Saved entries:
┄┄┄┄┄┄
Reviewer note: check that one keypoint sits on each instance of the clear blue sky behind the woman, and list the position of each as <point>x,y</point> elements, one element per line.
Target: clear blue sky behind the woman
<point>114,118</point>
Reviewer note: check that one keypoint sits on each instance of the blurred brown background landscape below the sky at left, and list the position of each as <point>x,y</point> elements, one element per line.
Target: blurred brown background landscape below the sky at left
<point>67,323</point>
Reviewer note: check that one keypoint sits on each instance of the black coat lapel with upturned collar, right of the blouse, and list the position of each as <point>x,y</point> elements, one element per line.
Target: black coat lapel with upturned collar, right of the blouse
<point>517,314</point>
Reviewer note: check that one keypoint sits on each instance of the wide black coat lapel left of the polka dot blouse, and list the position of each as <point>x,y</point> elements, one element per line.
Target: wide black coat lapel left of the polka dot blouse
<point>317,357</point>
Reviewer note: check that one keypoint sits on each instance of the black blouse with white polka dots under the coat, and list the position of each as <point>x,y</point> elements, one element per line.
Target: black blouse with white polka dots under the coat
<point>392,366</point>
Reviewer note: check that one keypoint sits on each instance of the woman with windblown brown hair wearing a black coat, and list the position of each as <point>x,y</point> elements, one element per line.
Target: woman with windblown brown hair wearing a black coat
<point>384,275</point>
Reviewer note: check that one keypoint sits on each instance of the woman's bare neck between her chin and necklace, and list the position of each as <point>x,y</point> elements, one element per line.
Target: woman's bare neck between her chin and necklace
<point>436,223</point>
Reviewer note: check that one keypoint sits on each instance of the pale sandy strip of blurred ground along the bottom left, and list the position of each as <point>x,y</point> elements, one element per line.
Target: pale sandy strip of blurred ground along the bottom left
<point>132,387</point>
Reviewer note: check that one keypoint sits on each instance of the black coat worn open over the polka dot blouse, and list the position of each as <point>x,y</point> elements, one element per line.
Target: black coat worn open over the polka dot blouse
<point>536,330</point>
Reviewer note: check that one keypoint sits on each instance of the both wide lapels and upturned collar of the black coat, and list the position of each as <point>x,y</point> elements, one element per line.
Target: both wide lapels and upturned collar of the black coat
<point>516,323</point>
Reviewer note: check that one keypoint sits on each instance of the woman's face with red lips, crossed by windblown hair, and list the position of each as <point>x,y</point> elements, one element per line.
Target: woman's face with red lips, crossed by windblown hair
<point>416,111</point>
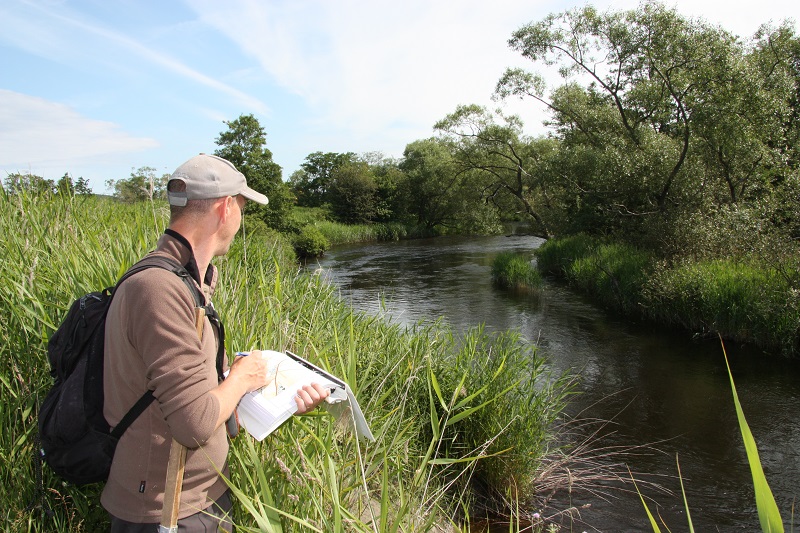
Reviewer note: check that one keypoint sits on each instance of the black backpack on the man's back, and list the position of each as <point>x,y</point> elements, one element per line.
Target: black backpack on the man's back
<point>76,440</point>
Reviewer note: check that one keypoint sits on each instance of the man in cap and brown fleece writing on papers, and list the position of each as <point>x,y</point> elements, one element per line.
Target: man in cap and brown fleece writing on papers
<point>151,342</point>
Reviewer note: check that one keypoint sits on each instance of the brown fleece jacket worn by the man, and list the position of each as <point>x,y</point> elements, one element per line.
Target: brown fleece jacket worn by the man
<point>151,343</point>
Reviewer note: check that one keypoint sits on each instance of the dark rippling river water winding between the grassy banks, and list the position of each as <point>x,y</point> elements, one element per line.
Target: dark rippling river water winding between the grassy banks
<point>656,386</point>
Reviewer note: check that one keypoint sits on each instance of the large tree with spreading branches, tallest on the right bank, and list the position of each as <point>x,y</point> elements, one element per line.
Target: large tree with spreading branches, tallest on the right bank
<point>662,114</point>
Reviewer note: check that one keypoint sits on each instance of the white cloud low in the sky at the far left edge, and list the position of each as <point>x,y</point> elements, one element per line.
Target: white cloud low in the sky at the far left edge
<point>38,135</point>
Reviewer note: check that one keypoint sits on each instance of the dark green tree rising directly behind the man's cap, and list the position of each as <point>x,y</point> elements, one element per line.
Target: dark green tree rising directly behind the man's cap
<point>244,145</point>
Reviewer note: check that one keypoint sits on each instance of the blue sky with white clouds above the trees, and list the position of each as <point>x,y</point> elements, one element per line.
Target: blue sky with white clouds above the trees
<point>100,88</point>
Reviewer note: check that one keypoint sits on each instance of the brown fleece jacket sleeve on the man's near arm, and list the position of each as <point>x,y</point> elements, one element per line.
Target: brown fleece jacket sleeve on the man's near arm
<point>180,367</point>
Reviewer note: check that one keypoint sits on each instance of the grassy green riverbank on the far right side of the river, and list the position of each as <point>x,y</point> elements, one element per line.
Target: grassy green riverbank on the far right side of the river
<point>740,299</point>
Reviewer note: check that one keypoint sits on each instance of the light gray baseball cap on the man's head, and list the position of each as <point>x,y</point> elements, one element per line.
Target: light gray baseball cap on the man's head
<point>208,176</point>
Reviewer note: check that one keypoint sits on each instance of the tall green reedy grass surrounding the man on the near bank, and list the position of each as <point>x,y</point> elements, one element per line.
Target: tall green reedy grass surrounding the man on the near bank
<point>459,422</point>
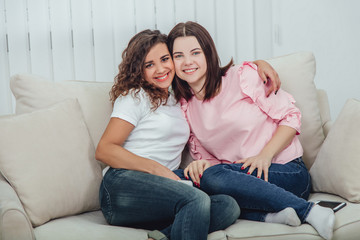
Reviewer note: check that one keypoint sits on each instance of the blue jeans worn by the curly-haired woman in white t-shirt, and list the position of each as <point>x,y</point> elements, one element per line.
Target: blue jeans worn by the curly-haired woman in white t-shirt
<point>141,200</point>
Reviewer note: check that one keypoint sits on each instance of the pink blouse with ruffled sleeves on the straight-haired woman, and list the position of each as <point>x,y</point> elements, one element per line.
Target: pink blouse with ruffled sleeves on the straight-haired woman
<point>240,120</point>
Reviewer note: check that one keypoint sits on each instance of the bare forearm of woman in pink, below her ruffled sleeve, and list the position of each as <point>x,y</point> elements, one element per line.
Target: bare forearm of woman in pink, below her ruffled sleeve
<point>279,141</point>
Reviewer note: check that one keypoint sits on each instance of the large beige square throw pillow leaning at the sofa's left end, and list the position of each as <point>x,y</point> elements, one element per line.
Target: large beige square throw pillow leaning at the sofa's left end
<point>49,159</point>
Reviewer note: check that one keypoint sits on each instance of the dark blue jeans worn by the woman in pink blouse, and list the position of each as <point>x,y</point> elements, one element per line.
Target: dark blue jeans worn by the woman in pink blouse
<point>288,186</point>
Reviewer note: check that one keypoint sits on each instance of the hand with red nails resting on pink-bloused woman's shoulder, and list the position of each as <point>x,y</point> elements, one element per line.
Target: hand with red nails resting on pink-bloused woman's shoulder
<point>266,73</point>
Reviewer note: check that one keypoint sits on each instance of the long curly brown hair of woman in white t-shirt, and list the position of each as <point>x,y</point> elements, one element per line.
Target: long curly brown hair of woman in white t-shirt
<point>131,69</point>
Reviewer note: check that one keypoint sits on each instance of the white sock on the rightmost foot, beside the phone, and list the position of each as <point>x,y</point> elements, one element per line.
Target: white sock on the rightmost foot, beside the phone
┄┄┄┄┄┄
_AIM OF THE TASK_:
The entries above are to be repeated in full, except for their pictures.

_RESPONSE_:
Reviewer note: check that one keypoint sits on each instance of the clear blue sky behind the woman, and list the position of each as <point>x,y</point> elements, one element per line.
Target: clear blue sky behind the woman
<point>114,118</point>
Reviewer note: check that one keypoint sits on each instance of the blurred brown background landscape below the sky at left, and list the position of each as <point>x,y</point> elements, one element per line.
Target: blurred brown background landscape below the sky at left
<point>67,323</point>
Reviewer note: check that one keypoint sits on each instance of the black coat lapel with upturned collar, right of the blouse, and list the position of each as <point>x,y</point> elements, one element per line.
Target: black coat lapel with upturned collar, right of the blouse
<point>517,314</point>
Reviewer note: check that one keypoint sits on each instance of the wide black coat lapel left of the polka dot blouse, and list the position of each as <point>x,y</point> elements, one element per line.
Target: wide black coat lapel left of the polka dot blouse
<point>317,357</point>
Reviewer note: check that one keypoint sits on each instance of the black blouse with white polka dots under the coat, and list the position of each as <point>x,y</point> elements, one element per line.
Target: black blouse with white polka dots under the coat
<point>392,366</point>
Reviewer note: check that one keypoint sits on each instance of the woman with windblown brown hair wearing a black coat, and list the position of each as <point>x,y</point> elements, one element per line.
Target: woman with windblown brown hair wearing a black coat
<point>384,275</point>
Reviewer note: check that one keypoint sits on each instance of the woman's bare neck between her chin and necklace, and list the position of each as <point>x,y</point> elements, one element per line.
Target: woman's bare neck between her chin and necklace
<point>436,223</point>
Reviewer note: check that one keypoint sits on each instance of the pale sandy strip of blurred ground along the bottom left, and list the position of each as <point>x,y</point> elements, one element per line.
Target: pale sandy strip of blurred ground along the bottom left
<point>132,387</point>
Reviewer note: check that one keypoint sits on each instance of the black coat worn open over the polka dot blouse, and list the position of each as <point>x,y</point> elements, one element per line.
Target: black coat worn open over the polka dot blouse
<point>536,330</point>
Reviewer note: check that one keypoint sits on each instance of the both wide lapels and upturned collar of the black coat, and list the position of each as <point>x,y</point> elements, one element per line.
Target: both wide lapels and upturned collar of the black coat
<point>516,323</point>
Reviewer note: check that one keypoint sits on each instance of the woman's face with red lips, crossed by windblown hair, and list the position of each as <point>x,y</point> elements, one element per line.
Target: woman's face with red lips, crossed by windblown hair
<point>416,111</point>
Reviewer note: check that one keypoint sits on each instance of the black backpack on the man's back, and list the position of each as <point>x,y</point> elements, one element per line.
Target: black backpack on the man's back
<point>76,440</point>
Reviewer note: check that one keypoint sits on each instance of the man in cap and brown fleece writing on papers, and list the position of each as <point>x,y</point> elements, one element per line.
Target: man in cap and brown fleece writing on papers
<point>151,342</point>
Reviewer note: check that one keypoint sits on each instance of the brown fleece jacket worn by the man, and list the position of each as <point>x,y</point> elements, one element per line.
Target: brown fleece jacket worn by the man
<point>151,343</point>
Reviewer note: check that one keypoint sits on each instance of the dark rippling river water winding between the grassy banks, and list the position of each as <point>x,y</point> elements, one element per line.
Target: dark rippling river water winding between the grassy banks
<point>656,386</point>
Reviewer note: check that one keypoint sits on each instance of the large tree with spreading branches, tallest on the right bank, and list the position of each as <point>x,y</point> elements, one element per line.
Target: large tree with spreading branches, tallest on the right bank
<point>662,114</point>
Reviewer note: check that one keypoint sits on each instance of the white cloud low in the sky at the far left edge, and list the position of each as <point>x,y</point> elements, one element per line.
Target: white cloud low in the sky at the far left edge
<point>38,135</point>
Reviewer note: check that one keypoint sits on each instance of the dark green tree rising directly behind the man's cap, and list the position of each as <point>x,y</point> elements, one element per line.
Target: dark green tree rising directly behind the man's cap
<point>244,145</point>
Reviewer note: check that one keypoint sits on each instance of the blue sky with white clouds above the trees, and list the position of each as <point>x,y</point> elements, one element per line.
Target: blue sky with white clouds above the trees
<point>100,88</point>
Reviewer note: check that one keypoint sits on each instance of the brown fleece jacket sleeve on the man's near arm, and list the position of each as <point>x,y</point> elements, one element per line.
Target: brown fleece jacket sleeve on the man's near arm
<point>180,367</point>
Reviewer note: check that one keypoint sits on each instance of the grassy green riverbank on the far right side of the river, and list the position of each as <point>x,y</point> elements, one element per line.
Target: grassy green riverbank on the far right side of the river
<point>740,299</point>
Reviewer note: check that one keypoint sits on each instance of the light gray baseball cap on the man's head, and list the position of each as <point>x,y</point> elements, one element per line.
Target: light gray baseball cap on the man's head
<point>208,176</point>
Reviewer note: check that one keypoint sits on each instance of the tall green reedy grass surrounding the man on the near bank, and list the position of each as <point>x,y</point> elements, one element per line.
Target: tall green reedy grass surrounding the man on the near bank
<point>459,422</point>
Reviewer note: check that one keypoint sits on each instance of the blue jeans worn by the curly-haired woman in white t-shirt, and list the position of each as <point>x,y</point> elements, one element per line.
Target: blue jeans worn by the curly-haired woman in white t-shirt
<point>141,200</point>
Reviewer note: check that one keypoint sits on each instance of the pink blouse with ruffled sleeves on the straight-haired woman, and list the position of each as <point>x,y</point> elements, one element per line.
Target: pink blouse with ruffled sleeves on the straight-haired woman
<point>240,120</point>
Reviewer note: check that one keypoint sits on each instance of the bare forearm of woman in pink, below her ruffled sleeve, and list the position of each as <point>x,y</point> elements, one element per line.
Target: bare forearm of woman in pink, below her ruffled sleeve
<point>279,141</point>
Reviewer note: check that one keypoint sits on each instance of the large beige square throw pillow leaning at the sofa's left end, and list the position of each as <point>x,y</point> elements, one element per line.
Target: large beige square throw pillow leaning at the sofa's left end
<point>49,159</point>
Reviewer note: check that one keypoint sits on each instance of the dark blue jeans worn by the woman in pink blouse, and list the position of each as <point>x,y</point> elements, one element per line.
Target: dark blue jeans worn by the woman in pink blouse
<point>288,186</point>
Reviewer note: check that one keypoint sits on each instance of the hand with red nails resting on pink-bloused woman's shoulder, and list the position of each as <point>x,y</point> elements, one element per line.
Target: hand with red nails resting on pink-bloused woman's shoulder
<point>266,73</point>
Reviewer note: check that one keypoint sits on each instance of the long curly brown hair of woman in white t-shirt, and list the position of each as <point>x,y</point> elements, one element per line.
Target: long curly brown hair of woman in white t-shirt
<point>131,69</point>
Reviewer note: check that one keypoint sits on each instance of the white sock on the rightmost foot, beside the phone, and list the position of each as <point>x,y</point> elements, one element per line.
Target: white sock on the rightmost foot, beside the phone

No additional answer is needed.